BRIEF ▸
Duplicate all of the following lines word for word, without any changes.

— begin LISTING —

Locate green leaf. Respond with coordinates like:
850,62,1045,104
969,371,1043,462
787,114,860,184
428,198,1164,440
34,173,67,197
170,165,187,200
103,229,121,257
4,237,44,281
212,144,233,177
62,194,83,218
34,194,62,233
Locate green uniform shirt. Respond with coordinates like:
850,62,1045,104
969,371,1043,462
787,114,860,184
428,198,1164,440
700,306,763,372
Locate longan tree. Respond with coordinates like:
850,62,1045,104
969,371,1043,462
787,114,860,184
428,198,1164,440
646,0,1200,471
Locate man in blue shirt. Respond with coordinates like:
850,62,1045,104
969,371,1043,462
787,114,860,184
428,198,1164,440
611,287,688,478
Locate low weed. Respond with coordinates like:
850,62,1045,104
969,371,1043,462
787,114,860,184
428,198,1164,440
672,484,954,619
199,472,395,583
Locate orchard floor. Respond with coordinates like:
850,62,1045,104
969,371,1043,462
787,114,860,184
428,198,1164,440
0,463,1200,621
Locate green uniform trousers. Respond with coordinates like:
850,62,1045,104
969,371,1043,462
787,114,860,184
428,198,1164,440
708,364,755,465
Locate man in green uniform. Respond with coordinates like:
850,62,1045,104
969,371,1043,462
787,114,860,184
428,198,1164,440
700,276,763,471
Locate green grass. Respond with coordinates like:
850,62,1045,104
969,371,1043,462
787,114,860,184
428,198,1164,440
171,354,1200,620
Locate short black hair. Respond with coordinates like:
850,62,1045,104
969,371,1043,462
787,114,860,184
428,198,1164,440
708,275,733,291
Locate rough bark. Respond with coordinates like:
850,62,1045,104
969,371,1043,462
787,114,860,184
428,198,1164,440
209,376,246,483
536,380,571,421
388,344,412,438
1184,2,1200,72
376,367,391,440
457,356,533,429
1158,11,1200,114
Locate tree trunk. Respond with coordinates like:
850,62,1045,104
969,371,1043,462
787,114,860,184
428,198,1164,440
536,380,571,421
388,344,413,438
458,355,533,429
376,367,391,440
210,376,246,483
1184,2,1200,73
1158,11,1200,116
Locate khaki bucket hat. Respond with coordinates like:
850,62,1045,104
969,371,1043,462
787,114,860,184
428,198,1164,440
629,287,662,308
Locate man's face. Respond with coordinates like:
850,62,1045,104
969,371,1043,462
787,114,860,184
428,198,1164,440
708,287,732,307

— end LISTING —

RESULT OF THE EXERCISE ▸
Locate green leaf. Respond with coordinates like:
850,62,1045,104
969,371,1043,462
787,114,860,184
428,198,1164,440
34,173,67,197
170,165,187,200
103,229,121,257
4,237,44,281
212,144,233,177
62,194,83,218
34,194,62,233
Locate green uniform shirt. Respond with coordinates like:
850,62,1045,104
969,371,1043,462
787,114,860,184
428,198,1164,440
700,306,763,372
Locate longan tree. Respond with coordinates like:
850,62,1045,104
969,371,1043,462
787,114,860,184
428,198,1164,440
646,0,1200,471
Locate man in blue shirt. Respond with coordinates like:
850,62,1045,104
969,371,1043,462
787,114,860,184
428,198,1164,440
611,287,688,478
Locate low weed. Respond with coordinates like:
850,62,1045,104
969,371,1043,462
787,114,860,184
428,198,1164,440
672,484,954,619
199,472,395,583
Locate orchard floor. Respond with coordinates like:
850,62,1045,104
969,371,1043,462
787,114,860,184
428,198,1164,440
0,463,1200,621
Locate green uniform trousers. Respond with coordinates like:
850,62,1045,104
969,371,1043,462
787,114,860,184
428,198,1164,440
708,364,755,465
Locate man in green uniform. Respond with coordinates like:
850,62,1045,104
969,371,1043,462
787,114,860,184
428,198,1164,440
700,276,763,471
Locate green grass. Respond with coordinates like:
850,62,1045,104
969,371,1043,462
787,114,860,184
428,198,1164,440
171,354,1200,620
Locate short black hair. Respond with coordinates like:
850,62,1045,104
969,371,1043,462
787,114,860,184
428,198,1164,440
708,275,733,291
Locate rough bark. Respond with coordinates like:
850,62,1045,104
969,371,1043,462
787,114,860,184
428,198,1164,440
209,376,246,483
536,380,571,421
388,344,412,438
1184,2,1200,72
376,367,391,440
457,356,533,429
1158,11,1200,114
Locate tree trunk. Respond with coordinates like:
850,62,1045,104
969,371,1043,462
787,114,860,184
428,198,1164,440
536,380,571,421
388,344,413,438
458,355,533,429
376,367,391,440
210,376,246,483
1184,2,1200,73
1158,11,1200,116
Locate khaki bucket hat. Respond with coordinates like:
850,62,1045,104
969,371,1043,462
787,114,860,184
428,198,1164,440
629,287,662,308
Locate man's face. Respond with coordinates like:
850,62,1045,104
969,371,1043,462
787,114,860,184
428,198,1164,440
708,287,732,307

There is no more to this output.